(EXERCISE DATA)
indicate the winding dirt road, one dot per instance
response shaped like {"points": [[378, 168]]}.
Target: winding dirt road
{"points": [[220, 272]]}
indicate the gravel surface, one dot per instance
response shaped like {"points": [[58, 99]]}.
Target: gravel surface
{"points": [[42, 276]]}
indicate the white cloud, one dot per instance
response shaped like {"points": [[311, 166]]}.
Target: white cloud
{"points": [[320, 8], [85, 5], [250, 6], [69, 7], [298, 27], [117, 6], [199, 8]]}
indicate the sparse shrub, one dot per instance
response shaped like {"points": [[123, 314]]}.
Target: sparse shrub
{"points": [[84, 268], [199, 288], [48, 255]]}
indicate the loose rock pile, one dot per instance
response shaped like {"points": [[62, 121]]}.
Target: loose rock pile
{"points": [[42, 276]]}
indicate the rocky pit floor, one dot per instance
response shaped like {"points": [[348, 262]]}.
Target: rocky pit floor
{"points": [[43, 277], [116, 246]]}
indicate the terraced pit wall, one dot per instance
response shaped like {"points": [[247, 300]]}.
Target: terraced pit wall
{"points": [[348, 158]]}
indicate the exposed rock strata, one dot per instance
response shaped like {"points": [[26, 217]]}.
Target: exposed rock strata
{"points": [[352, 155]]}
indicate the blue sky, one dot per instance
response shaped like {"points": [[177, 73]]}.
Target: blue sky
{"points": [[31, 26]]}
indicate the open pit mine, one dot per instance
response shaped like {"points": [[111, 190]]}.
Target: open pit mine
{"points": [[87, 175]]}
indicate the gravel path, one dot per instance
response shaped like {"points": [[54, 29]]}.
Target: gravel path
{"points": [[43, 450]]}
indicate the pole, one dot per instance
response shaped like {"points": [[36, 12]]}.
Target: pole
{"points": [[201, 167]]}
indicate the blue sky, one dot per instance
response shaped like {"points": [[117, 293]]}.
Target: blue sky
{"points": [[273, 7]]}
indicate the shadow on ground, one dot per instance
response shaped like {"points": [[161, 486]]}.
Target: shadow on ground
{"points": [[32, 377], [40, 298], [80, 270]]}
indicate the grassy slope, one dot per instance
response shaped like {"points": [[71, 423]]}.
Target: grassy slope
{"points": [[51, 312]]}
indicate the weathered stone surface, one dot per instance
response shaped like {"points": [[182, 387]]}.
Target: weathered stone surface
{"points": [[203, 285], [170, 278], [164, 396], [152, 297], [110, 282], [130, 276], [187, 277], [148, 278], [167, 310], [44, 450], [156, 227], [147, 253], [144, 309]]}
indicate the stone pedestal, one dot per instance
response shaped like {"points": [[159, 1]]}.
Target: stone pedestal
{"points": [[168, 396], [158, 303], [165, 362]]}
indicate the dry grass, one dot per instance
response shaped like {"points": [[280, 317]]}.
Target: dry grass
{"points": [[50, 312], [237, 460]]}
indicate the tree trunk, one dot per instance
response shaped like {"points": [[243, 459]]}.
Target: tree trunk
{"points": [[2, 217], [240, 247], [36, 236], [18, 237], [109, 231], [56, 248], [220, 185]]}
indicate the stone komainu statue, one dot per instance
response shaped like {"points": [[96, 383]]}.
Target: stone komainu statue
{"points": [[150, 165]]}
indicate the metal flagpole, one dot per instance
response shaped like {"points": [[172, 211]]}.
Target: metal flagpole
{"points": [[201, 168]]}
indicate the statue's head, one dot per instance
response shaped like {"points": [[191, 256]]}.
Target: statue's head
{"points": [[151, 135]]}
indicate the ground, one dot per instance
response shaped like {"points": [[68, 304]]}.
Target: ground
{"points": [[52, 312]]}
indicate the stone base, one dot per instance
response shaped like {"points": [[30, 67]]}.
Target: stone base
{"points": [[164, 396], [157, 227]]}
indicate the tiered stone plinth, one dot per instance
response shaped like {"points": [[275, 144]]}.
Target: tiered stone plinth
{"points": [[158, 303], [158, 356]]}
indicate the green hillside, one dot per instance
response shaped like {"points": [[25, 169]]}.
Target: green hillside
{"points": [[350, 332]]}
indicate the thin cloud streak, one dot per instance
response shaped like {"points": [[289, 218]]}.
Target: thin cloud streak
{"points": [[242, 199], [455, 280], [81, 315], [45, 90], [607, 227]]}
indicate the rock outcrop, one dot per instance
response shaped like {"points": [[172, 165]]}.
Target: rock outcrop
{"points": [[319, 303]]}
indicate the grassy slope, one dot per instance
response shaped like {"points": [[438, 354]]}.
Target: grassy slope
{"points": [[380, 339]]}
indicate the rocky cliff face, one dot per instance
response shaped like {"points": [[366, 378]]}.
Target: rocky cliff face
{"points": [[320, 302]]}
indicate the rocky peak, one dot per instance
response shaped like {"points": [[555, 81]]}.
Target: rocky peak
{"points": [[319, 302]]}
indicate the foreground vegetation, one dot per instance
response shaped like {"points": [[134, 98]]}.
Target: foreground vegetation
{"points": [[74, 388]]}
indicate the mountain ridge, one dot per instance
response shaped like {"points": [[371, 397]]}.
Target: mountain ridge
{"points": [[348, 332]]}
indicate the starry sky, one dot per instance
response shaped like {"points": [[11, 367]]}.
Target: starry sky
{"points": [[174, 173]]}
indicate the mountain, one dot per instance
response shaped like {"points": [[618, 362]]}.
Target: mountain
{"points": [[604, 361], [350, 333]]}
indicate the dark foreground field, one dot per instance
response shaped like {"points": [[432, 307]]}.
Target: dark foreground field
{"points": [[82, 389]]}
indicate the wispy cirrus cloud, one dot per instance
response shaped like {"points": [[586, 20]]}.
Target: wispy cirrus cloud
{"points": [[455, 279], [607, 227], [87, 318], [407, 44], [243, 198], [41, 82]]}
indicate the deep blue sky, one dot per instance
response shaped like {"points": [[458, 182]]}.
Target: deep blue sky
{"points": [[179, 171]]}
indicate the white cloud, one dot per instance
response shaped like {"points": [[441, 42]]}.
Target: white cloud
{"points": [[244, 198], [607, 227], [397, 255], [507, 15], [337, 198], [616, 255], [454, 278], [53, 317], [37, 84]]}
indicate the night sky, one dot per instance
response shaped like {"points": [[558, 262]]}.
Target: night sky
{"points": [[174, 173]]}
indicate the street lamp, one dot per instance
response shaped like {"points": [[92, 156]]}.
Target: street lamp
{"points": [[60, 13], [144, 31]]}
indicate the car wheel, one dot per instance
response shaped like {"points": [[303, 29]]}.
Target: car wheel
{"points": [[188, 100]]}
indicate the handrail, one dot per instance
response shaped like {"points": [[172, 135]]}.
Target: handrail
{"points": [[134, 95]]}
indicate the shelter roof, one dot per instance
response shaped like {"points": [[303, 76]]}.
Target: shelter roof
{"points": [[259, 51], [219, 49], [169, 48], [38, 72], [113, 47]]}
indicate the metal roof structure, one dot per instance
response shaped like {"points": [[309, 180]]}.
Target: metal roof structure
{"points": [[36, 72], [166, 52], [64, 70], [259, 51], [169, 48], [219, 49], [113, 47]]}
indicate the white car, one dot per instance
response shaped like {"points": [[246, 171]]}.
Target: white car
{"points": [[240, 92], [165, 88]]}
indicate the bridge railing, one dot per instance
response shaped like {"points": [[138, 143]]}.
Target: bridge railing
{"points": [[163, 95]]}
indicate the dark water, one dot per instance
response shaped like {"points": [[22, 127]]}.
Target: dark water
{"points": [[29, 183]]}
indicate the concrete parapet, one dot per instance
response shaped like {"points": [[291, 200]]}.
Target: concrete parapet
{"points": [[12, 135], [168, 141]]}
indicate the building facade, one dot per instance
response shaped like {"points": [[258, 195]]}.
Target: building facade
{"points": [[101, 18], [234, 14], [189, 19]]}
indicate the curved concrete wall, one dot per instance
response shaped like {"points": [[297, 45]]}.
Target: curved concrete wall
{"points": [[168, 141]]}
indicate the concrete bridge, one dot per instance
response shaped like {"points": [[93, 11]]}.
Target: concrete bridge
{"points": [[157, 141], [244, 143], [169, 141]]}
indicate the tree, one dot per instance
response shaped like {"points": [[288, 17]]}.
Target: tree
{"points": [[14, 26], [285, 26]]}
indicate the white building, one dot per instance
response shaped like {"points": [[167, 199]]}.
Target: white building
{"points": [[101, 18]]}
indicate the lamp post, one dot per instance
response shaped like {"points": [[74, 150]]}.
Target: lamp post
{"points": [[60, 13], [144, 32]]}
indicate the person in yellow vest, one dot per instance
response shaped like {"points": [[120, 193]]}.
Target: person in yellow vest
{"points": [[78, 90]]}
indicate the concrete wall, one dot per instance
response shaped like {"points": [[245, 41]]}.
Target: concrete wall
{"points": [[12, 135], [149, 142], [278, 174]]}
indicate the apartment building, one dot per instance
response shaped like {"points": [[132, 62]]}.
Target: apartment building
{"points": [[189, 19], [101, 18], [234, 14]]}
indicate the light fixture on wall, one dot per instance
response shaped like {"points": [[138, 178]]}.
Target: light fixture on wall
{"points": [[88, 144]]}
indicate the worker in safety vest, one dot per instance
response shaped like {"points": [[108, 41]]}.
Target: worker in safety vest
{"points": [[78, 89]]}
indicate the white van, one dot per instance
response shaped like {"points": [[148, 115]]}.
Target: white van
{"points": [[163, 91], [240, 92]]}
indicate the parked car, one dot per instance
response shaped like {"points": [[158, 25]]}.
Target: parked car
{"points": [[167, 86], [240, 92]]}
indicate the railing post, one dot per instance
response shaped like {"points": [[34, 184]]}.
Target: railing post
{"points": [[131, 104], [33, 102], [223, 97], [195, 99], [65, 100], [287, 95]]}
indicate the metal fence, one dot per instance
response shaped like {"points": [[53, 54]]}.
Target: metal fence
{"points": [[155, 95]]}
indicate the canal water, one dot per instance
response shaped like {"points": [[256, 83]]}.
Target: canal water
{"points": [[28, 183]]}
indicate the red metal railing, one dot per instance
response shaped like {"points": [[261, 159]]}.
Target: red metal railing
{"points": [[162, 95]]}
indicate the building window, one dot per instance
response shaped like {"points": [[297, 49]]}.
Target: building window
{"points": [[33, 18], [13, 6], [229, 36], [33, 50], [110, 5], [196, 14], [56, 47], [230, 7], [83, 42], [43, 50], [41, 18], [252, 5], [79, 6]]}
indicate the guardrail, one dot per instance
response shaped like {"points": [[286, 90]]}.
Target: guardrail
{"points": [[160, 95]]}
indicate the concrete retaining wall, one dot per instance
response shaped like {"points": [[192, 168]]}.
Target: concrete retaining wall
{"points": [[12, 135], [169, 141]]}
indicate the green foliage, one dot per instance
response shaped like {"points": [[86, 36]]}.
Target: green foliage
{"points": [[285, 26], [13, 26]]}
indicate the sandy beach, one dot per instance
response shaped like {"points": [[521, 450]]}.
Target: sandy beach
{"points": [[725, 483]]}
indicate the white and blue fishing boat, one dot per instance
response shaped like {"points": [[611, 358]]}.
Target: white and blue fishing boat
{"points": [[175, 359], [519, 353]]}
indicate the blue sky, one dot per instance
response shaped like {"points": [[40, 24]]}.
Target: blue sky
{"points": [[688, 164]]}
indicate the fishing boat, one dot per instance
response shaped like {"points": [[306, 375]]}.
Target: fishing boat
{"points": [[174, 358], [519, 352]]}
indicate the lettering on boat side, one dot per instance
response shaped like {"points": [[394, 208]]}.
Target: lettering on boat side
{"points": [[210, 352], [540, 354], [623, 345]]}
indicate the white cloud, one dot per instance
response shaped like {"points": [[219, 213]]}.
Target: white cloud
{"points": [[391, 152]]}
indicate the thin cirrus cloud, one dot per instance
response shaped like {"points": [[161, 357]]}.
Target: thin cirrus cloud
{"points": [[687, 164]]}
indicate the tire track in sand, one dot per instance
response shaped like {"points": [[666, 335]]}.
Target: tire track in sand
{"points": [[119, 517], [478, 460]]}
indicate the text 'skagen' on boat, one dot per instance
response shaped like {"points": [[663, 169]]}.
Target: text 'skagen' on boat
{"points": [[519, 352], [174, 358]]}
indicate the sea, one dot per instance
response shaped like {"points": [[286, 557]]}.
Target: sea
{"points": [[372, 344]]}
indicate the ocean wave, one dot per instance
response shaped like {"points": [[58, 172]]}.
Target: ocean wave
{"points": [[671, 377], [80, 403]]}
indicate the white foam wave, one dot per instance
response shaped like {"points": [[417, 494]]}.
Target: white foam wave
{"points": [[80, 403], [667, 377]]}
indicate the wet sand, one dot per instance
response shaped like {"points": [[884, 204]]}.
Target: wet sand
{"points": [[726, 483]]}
(End EXERCISE DATA)
▶ [EXERCISE]: Above are some records; copy exactly the lines from the one with "Target: concrete retaining wall" through the one with "indicate the sandy", both included, and no others.

▶ [RESULT OF THE EXERCISE]:
Target: concrete retaining wall
{"points": [[12, 135], [169, 141]]}
indicate the green foliage, one dot per instance
response shaped like {"points": [[86, 36]]}.
Target: green foliage
{"points": [[285, 26], [13, 26]]}
indicate the sandy beach, one dot per instance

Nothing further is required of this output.